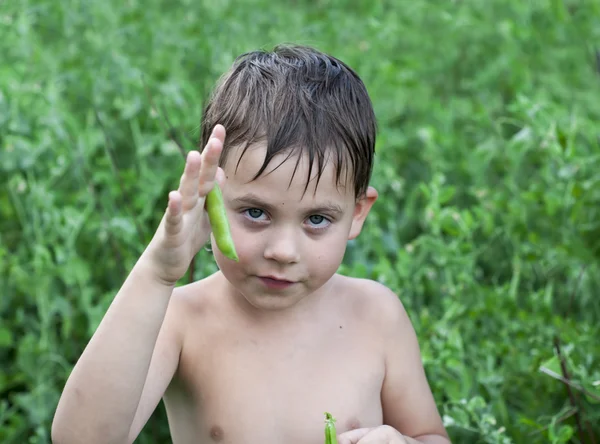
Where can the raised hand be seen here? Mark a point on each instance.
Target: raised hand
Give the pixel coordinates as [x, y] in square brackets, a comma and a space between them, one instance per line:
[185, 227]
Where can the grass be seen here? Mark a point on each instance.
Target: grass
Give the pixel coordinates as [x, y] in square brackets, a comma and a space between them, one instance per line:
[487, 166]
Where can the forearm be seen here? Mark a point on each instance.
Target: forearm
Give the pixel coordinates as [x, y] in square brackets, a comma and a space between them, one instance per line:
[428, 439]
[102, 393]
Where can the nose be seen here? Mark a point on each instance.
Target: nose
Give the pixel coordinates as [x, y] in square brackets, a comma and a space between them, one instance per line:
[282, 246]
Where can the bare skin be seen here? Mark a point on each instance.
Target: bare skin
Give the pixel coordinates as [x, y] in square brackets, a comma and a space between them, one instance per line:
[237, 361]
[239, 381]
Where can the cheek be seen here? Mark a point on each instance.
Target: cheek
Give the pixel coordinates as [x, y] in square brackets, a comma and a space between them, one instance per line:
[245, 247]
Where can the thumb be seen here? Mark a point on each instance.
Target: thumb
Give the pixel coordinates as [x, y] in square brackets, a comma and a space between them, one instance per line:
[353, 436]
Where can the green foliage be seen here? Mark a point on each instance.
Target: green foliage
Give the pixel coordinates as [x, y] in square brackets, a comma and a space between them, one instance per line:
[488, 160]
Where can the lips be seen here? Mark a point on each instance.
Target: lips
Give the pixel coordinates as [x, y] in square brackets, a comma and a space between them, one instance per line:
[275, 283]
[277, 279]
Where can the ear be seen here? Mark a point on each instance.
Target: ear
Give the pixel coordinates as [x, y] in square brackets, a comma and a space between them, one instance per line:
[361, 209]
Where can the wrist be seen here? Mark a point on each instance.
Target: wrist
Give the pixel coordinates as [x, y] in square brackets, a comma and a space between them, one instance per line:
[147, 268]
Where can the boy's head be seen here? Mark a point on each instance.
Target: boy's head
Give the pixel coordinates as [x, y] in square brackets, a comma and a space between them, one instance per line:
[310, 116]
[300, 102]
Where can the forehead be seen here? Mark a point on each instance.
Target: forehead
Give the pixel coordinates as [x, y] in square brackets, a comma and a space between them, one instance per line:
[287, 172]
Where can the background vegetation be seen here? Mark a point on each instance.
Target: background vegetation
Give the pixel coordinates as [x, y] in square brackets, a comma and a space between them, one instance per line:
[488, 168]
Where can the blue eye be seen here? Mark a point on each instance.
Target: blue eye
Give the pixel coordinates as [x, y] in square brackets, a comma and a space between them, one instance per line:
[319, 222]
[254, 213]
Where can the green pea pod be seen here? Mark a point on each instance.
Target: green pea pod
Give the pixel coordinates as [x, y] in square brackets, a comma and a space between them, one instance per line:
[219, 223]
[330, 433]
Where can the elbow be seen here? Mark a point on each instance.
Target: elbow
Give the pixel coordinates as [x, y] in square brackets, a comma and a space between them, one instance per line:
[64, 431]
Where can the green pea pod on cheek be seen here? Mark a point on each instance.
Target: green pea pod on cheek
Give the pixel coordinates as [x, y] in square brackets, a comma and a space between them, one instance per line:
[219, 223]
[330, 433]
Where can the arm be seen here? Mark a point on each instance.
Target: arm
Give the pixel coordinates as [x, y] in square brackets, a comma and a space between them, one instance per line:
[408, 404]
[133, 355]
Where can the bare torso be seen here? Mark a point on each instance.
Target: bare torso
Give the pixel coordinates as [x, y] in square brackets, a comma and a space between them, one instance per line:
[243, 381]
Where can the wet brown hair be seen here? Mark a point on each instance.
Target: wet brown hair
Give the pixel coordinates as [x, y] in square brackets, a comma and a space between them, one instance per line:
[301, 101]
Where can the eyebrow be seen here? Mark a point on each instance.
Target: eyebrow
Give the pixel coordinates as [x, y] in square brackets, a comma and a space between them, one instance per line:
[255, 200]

========

To do:
Rewrite all of the lines above as a numbered list, omitting any blank lines and leaving out the pictures.

Response to this exercise:
1. Where can the raised hand be seen here? Mark a point on each instance.
2. Target: raised hand
3. Give the pixel coordinates as [x, y] in square brackets, a comma and a space between them, one instance per line:
4. [185, 227]
5. Where can the grass be seen here? Mark a point on each instance.
6. Target: grass
7. Give the pixel coordinates as [x, y] in square brackets, a comma and a space between them, one instance per line:
8. [487, 166]
9. Where can the forearm be seen here? Mark a point on each instance.
10. Target: forearm
11. Give the pixel coordinates as [x, y] in square brackets, a comma and a space between them, one instance per line:
12. [428, 439]
13. [102, 393]
14. Where can the nose be seen here? Mark a point on each instance.
15. Target: nose
16. Give the pixel coordinates as [x, y] in square brackets, a comma and a space between them, one instance per line:
17. [282, 246]
18. Where can the bare skin be seen here? Mark a point on each instance.
19. Target: bare skin
20. Give the pixel coordinates as [x, y] in square brackets, a comma and a space between them, one instance per line:
21. [237, 361]
22. [239, 381]
23. Where can the cheek be seen here? Mark a point on each instance.
24. Target: cheek
25. Give the pixel coordinates as [x, y] in square brackets, a comma and a space between them, one instance per line:
26. [245, 247]
27. Where can the thumb be seen here? Mark a point on each instance.
28. Target: thumb
29. Give the pixel coordinates as [x, y] in square brackets, a comma and a space between them, one instance per line:
30. [353, 436]
31. Where can the green foliage be seen here? Mark a point on each instance.
32. Target: green foliage
33. Give the pixel coordinates as [x, y] in square brackets, a comma and a space between them, one instance per line:
34. [488, 160]
35. Where can the lips be seen here? Mark a point on each instance.
36. Target: lips
37. Give the pixel coordinates as [x, y] in square brackets, a comma and a space between them, one instance per line:
38. [275, 283]
39. [277, 279]
40. Where can the ear be seen here? Mark a point on each instance.
41. Target: ear
42. Give the pixel coordinates as [x, y] in square brackets, a comma and a space between them, one instance per line:
43. [361, 209]
44. Where can the wrist be seen here? Mark a point on each instance.
45. Target: wrist
46. Give the pixel coordinates as [x, y] in square brackets, a comma and a space between them, one instance per line:
47. [147, 268]
48. Where can the boy's head be seen here? Mark a point on each instance.
49. Target: boy's head
50. Give the pixel coordinates as [x, y] in square brackets, a comma and a space between them, one instance per line:
51. [310, 116]
52. [300, 102]
53. Where can the forehead be seen here? Mark a point on each instance.
54. Target: forehead
55. Give the pixel coordinates as [x, y] in square brackets, a comma and a space between them, one instance per line:
56. [287, 172]
57. Where can the background vegetation be seen here? Mark a point on each instance.
58. Target: background vegetation
59. Give the pixel coordinates as [x, y] in square brackets, a comma and a space between them, one instance per line:
60. [488, 168]
61. Where can the blue eye be seen here? Mark a point on each instance.
62. Target: blue eye
63. Give the pixel coordinates as [x, y] in square brackets, a comma and a space between them, one instance per line:
64. [319, 222]
65. [254, 213]
66. Where can the green pea pod be seen here? Mark a point on each instance.
67. Target: green pea pod
68. Give the pixel coordinates as [x, y] in square brackets, a comma and a space between them, one instance per line:
69. [219, 223]
70. [330, 433]
71. Where can the elbow be seen here? Mark a point on each instance.
72. Target: elbow
73. Give the pixel coordinates as [x, y] in square brackets, a comma and a space between them, one instance per line:
74. [64, 431]
75. Where can the green pea pod on cheek be seen here? Mark a point on each instance.
76. Target: green pea pod on cheek
77. Give the pixel coordinates as [x, y] in square brackets, a comma and a space between them, one instance per line:
78. [219, 223]
79. [330, 433]
80. Where can the arm be seen here? Mark a point on each instance.
81. Target: arm
82. Give the pixel coordinates as [x, y] in square brackets, a comma and a space between them, one instance per line:
83. [408, 404]
84. [133, 355]
85. Where can the bare torso be seen here? Mark a point on each instance.
86. Target: bare torso
87. Give the pixel coordinates as [x, y] in square brackets, a comma and a space between them, one instance per line:
88. [243, 381]
89. Where can the wet brown hair be seen here? Mark a point on each instance.
90. Target: wet brown hair
91. Give the pixel coordinates as [x, y] in square brackets, a comma and a space between them, one instance per line:
92. [301, 101]
93. Where can the eyebrow be seen here? Mark a point on each instance.
94. Target: eyebrow
95. Give the pixel coordinates as [x, y] in square brackets, a comma and a space between them, one instance per line:
96. [255, 200]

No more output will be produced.